>> Begin Article

Tom Deans has a message that he fervently believes needs to be heard. A best-selling author and speaker – entrepreneur and former family business owner – Deans’ contrarian view that “every family business must always be for sale” resonates with audiences across all industries and geographies.

As he writes in his book Every Family’s Business, 12 Common Sense Questions to Protect Your Wealth, “every business must always be for sale and must ultimately be sold,” whether to family or an outsider. The corollary, which is “making longevity an overriding business objective, will destroy wealth with blinding speed,” he says.

Deans, President of Détente Financial Press, lives in the Hockley Valley area of Ontario. He delivers more than 100 speeches a year in Canada, the US, Europe and South Africa, always making it clear at the outset that he is not a consultant. Rather, Deans, who holds a Ph. D. in public policy, takes readers through a Socratic process “where families mutually answer questions in a trusting, respectful and collaborative way to stay focused on building wealth, and protecting that wealth while keeping family relationships intact.”

Three generations of Deans’ family have run and successfully sold their businesses for a combined value exceeding $100 million. Deans joined his family’s multimillion-dollar plastic business in 1999 as president and CEO and sold it in February 2007 “about 15 minutes ahead of the global economic meltdown.” It wasn’t that he was so smart that he saw the looming recession, he says, but rather that he adhered to the concepts outlined in his books.

As to the content of his subsequent book, Willing Wisdom:7 Questions Successful Families Ask, Deans notes that more than 125 million adults in Canada and the US have no will. Further, most adults who do have one, never discuss its contents with intended beneficiaries. This is illustrative, he says, “of the bizarre cultural fact that we keep our greatest gifts secret from those we love and intend to support.” He believes “it’s the conversations that proceed the giving that are the gift and create extraordinary, beneficial family dynamics.”

Greatest job on the planet As with so many entrepreneurs, once Deans sold his business he was at a crossroads. “I had to make a personal decision,” he recalls. Should he continue in manufacturing where he had a track record of success, or “share my own and my family’s experience and insight into family business and turn from extracting to contributing?”

>> End Article
>> Begin Dataset records

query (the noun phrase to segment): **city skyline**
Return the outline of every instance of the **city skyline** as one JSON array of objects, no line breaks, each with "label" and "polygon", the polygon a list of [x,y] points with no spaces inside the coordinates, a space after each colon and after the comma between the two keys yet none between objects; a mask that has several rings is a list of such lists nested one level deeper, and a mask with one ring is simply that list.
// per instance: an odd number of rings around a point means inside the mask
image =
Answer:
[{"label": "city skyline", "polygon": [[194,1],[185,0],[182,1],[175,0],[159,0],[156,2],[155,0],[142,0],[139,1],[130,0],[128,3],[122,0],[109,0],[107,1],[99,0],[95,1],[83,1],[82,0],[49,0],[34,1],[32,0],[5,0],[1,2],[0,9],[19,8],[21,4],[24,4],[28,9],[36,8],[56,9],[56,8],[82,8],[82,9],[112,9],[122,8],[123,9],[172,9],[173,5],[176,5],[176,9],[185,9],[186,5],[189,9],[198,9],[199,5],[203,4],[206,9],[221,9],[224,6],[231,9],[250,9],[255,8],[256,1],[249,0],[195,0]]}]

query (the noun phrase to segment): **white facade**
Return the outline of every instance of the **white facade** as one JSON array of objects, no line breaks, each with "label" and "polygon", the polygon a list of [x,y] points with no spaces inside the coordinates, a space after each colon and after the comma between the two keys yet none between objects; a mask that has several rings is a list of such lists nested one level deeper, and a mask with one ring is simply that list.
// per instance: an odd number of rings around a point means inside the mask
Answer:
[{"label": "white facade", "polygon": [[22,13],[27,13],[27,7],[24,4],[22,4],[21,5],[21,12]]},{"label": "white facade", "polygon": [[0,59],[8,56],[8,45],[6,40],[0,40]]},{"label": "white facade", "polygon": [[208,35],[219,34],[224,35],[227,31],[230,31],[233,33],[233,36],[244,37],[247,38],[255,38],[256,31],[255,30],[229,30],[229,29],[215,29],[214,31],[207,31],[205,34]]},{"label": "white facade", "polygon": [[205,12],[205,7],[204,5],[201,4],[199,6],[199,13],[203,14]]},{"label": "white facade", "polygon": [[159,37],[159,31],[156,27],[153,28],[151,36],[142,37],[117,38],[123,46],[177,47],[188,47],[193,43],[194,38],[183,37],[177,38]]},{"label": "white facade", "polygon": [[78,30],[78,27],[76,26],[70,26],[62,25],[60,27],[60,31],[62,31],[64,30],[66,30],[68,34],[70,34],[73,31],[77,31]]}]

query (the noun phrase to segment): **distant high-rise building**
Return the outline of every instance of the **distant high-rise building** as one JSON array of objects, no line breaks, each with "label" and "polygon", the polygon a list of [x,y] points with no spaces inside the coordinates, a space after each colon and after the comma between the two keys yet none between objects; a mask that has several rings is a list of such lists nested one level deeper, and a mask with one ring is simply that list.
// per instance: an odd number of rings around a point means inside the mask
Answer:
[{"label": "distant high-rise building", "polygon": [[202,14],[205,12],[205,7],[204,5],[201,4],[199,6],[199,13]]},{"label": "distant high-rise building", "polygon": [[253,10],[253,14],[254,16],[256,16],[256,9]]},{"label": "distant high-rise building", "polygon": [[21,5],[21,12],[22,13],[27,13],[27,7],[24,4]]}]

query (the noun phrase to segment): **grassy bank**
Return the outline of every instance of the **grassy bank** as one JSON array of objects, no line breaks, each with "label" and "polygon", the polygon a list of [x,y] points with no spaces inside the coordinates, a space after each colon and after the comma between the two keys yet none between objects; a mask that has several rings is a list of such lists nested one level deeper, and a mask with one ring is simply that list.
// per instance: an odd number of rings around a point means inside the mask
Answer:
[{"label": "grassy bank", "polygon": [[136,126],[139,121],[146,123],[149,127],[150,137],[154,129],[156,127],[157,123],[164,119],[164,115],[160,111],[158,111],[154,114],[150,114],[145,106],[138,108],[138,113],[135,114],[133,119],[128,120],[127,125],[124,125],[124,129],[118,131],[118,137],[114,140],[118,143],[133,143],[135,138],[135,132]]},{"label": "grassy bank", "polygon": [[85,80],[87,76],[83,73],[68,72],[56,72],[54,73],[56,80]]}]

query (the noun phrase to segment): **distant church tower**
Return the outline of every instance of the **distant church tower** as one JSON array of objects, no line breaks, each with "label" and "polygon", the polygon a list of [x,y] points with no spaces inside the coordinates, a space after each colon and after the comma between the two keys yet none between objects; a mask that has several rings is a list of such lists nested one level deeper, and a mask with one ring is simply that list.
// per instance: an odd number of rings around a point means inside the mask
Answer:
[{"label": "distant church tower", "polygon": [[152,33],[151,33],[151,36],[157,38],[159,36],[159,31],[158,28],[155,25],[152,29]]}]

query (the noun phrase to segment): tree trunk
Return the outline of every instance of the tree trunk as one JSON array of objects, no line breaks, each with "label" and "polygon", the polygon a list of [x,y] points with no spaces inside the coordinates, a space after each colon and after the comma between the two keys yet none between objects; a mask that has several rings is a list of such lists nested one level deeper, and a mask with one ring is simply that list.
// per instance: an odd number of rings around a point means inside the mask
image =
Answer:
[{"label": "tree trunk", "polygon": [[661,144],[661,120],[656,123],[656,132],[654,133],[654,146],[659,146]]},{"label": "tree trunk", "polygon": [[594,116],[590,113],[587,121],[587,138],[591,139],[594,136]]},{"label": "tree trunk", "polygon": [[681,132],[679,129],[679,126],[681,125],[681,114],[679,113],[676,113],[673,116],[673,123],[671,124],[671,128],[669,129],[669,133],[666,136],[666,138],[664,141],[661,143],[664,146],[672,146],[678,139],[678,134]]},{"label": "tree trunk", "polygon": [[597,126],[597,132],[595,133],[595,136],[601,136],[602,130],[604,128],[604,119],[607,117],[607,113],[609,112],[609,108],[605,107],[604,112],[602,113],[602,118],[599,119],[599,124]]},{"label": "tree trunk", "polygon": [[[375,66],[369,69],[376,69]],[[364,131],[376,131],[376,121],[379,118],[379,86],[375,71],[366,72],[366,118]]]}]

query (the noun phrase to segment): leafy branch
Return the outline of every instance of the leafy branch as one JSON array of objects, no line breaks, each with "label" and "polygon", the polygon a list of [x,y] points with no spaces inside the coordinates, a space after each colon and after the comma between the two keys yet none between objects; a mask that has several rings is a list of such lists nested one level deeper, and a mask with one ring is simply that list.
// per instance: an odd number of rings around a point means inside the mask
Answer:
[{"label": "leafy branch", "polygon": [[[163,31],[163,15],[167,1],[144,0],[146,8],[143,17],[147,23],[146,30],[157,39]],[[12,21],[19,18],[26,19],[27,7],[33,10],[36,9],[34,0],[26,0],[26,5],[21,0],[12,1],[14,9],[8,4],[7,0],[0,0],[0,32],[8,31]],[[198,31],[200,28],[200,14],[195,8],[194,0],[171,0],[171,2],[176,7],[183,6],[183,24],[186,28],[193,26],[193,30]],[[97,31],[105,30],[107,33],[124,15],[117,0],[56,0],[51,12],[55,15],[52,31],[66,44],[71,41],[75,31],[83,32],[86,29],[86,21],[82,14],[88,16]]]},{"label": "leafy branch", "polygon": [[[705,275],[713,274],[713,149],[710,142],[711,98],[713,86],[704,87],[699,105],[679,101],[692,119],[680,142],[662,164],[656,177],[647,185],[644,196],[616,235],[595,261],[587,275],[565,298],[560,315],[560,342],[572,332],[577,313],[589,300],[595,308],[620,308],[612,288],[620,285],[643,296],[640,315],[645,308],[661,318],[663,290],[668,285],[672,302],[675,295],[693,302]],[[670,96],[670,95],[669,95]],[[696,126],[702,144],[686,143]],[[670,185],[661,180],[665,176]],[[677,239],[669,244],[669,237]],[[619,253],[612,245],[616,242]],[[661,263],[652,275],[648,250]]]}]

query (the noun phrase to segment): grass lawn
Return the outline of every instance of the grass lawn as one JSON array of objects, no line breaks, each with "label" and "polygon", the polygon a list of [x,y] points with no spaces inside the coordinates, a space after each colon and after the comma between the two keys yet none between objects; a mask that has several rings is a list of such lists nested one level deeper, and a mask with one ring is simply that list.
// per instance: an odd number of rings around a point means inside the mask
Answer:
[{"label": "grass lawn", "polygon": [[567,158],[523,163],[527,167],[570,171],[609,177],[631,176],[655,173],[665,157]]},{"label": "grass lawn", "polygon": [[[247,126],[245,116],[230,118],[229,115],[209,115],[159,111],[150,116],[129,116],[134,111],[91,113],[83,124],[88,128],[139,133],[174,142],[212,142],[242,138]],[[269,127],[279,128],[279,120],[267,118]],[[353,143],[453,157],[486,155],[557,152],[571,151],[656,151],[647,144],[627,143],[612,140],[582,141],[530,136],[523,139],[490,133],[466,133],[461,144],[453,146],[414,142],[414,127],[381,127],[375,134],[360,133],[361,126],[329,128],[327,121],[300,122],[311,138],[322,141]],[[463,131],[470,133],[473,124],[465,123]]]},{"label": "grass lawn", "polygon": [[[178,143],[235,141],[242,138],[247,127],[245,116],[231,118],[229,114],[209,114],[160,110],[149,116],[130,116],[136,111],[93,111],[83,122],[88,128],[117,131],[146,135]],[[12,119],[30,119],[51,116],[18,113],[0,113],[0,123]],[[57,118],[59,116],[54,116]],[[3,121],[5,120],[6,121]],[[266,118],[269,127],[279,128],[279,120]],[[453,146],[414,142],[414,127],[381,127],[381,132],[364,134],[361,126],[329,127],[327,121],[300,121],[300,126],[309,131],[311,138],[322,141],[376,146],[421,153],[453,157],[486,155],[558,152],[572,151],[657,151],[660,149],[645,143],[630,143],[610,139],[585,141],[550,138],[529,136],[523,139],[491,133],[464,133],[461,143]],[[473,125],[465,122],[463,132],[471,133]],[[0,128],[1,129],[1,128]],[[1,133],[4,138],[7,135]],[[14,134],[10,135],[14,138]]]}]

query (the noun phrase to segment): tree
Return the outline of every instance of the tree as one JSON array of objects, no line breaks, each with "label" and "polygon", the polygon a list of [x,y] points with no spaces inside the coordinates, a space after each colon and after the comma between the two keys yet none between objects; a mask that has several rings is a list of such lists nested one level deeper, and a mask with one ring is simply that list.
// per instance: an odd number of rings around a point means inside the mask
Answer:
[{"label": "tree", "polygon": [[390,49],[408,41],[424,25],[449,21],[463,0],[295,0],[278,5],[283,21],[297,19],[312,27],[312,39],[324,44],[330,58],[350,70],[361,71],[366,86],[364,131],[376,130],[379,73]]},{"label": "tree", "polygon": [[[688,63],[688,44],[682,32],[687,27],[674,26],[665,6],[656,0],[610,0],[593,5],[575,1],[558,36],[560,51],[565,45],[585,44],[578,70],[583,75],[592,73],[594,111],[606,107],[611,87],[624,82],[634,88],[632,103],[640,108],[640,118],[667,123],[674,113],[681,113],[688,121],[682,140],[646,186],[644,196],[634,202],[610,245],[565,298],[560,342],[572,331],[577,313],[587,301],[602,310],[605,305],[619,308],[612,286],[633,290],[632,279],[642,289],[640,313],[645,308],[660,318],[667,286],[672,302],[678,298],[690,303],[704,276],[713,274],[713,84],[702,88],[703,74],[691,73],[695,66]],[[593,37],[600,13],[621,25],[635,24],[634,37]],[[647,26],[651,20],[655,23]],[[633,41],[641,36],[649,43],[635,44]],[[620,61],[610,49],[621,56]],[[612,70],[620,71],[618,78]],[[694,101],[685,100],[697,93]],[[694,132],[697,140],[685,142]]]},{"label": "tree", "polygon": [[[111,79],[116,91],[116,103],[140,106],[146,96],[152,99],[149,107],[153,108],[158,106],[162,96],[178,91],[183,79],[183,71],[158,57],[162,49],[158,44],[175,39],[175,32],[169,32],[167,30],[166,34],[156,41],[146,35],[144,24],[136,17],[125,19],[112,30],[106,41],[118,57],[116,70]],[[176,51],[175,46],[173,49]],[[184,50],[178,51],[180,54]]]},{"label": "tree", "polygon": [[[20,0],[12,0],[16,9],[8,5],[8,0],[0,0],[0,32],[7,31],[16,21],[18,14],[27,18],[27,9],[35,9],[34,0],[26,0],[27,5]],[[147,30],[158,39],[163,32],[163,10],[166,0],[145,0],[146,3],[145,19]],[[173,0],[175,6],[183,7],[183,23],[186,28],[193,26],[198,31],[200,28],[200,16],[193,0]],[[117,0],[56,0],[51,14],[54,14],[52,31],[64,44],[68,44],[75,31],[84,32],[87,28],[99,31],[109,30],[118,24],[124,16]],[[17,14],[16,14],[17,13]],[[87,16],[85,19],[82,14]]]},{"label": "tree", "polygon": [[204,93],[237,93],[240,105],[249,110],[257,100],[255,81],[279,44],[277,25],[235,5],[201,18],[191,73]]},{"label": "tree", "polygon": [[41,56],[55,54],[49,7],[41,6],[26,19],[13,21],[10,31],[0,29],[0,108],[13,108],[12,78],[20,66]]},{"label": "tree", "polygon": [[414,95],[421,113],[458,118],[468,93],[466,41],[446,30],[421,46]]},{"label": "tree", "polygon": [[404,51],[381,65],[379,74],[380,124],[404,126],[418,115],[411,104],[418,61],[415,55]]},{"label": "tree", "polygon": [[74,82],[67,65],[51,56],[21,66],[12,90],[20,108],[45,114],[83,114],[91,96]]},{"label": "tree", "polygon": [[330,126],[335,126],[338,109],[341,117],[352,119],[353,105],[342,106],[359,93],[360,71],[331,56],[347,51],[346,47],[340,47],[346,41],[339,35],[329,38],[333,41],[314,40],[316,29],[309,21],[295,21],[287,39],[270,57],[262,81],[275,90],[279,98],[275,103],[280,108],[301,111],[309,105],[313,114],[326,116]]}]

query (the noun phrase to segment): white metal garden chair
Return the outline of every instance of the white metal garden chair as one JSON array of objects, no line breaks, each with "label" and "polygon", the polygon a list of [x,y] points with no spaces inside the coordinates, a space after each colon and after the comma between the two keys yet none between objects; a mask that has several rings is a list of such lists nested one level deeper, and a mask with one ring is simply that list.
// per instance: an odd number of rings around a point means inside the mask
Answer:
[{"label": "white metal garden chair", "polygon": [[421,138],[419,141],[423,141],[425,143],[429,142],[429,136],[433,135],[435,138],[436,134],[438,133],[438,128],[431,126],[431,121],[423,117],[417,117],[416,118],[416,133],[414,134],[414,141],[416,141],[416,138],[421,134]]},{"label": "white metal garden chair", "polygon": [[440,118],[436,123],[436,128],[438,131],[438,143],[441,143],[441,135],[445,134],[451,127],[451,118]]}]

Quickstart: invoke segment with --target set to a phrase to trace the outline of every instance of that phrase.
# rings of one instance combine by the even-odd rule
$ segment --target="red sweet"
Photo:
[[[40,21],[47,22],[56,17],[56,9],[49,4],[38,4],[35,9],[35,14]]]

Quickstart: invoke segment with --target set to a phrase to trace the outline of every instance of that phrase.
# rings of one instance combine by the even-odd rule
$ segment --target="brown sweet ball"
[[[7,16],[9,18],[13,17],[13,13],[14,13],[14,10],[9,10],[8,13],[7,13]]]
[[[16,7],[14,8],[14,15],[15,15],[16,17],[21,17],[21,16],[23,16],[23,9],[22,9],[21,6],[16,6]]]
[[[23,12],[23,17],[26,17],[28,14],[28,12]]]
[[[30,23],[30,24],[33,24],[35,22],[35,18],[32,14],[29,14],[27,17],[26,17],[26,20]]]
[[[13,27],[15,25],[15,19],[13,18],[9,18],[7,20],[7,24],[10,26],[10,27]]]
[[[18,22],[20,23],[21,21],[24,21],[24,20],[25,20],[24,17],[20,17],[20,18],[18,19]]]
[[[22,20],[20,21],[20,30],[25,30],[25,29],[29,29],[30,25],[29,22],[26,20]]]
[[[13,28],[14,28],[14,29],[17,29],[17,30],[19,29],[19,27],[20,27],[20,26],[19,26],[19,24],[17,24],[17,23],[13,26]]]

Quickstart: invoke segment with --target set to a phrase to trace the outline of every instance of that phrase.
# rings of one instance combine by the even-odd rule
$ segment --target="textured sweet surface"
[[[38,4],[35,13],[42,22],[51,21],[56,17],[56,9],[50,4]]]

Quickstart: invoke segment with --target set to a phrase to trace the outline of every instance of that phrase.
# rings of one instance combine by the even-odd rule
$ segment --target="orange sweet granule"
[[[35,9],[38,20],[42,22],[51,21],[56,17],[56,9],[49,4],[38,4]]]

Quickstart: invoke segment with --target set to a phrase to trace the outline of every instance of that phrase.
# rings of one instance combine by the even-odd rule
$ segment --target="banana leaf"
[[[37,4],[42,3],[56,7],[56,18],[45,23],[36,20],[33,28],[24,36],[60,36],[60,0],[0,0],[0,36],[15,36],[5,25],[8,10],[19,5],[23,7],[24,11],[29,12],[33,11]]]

>> End Dataset records

## Written request A
Please pull everything from "Three generations of" down to "in his books." out of the Tom Deans article, word for word.
## Written request B
According to the Tom Deans article, in what month and year did Deans sell his family's plastic business?
## Written request C
Carry on the Tom Deans article, starting after its last sentence.

## Output A
Three generations of Deans’ family have run and successfully sold their businesses for a combined value exceeding $100 million. Deans joined his family’s multimillion-dollar plastic business in 1999 as president and CEO and sold it in February 2007 “about 15 minutes ahead of the global economic meltdown.” It wasn’t that he was so smart that he saw the looming recession, he says, but rather that he adhered to the concepts outlined in his books.

## Output B
February 2007

## Output C
His decision to use his knowledge to become a thought leader on the subject of inter-generational wealth transfer led to what he now regards as “the greatest job on the planet.” During his speeches he’s “not selling anything except my ideas, as the event planner has already bought my book(s) and so people in the audience hear me differently.”

Not only is Deans’ career rewarding in terms of his public speaking and book sales, he finds it “fulfilling as people share their phenomenal stories, the chaos and the heartbreak in their own families about the intersection of money, relationships, power and control, and their subsequent gratefulness for a glimpse of a resolution to what can feel like impossible problems.”

Courage to be different One of Deans’ hallmarks, and his appeal, is that he calls it like he sees it. He doesn’t mince words. Entrepreneurship, he says, “is the courage to be different.”

“Entrepreneurship is the courage to be different.”

So whether it is a different product or service, a different way of distributing your product, or an audacious brand, says Deans, “the more different and unique and contrarian it is, the improved probability the world will take notice as courage is a value that people put a premium on.” Often success, he believes, really requires more courage than work. As example, Deans is not a lawyer, but he wrote a book on wills.

For Deans, and he believes, for many entrepreneurs “the lure of money, the promise of riches will propel you only so far. There is surplus in the world and operating as an entrepreneur from a place of gratitude for that surplus is perhaps the most important quality of the business model.”